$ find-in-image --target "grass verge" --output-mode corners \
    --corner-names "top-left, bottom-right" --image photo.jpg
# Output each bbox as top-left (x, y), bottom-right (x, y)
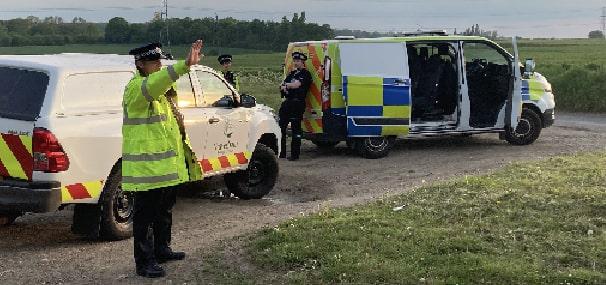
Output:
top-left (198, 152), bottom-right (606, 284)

...

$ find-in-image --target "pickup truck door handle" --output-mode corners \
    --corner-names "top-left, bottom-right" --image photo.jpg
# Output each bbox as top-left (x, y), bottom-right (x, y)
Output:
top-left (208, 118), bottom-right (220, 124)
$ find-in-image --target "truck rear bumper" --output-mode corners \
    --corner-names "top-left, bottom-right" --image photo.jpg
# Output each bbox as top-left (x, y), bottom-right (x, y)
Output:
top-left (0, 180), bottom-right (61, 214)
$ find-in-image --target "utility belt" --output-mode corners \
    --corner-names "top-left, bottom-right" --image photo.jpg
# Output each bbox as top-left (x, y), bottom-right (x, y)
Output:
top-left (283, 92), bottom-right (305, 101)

• _Task item_
List each line in the listing that contains the string "find".

• _Exercise result_
$ find-in-image --target "grass verge" --output-mode corners \
$ find-in-image --target "pickup truck door handle" --output-mode corners \
$ find-in-image --target "truck rear bumper" --output-mode corners \
$ find-in-image --target "utility belt" --output-mode corners \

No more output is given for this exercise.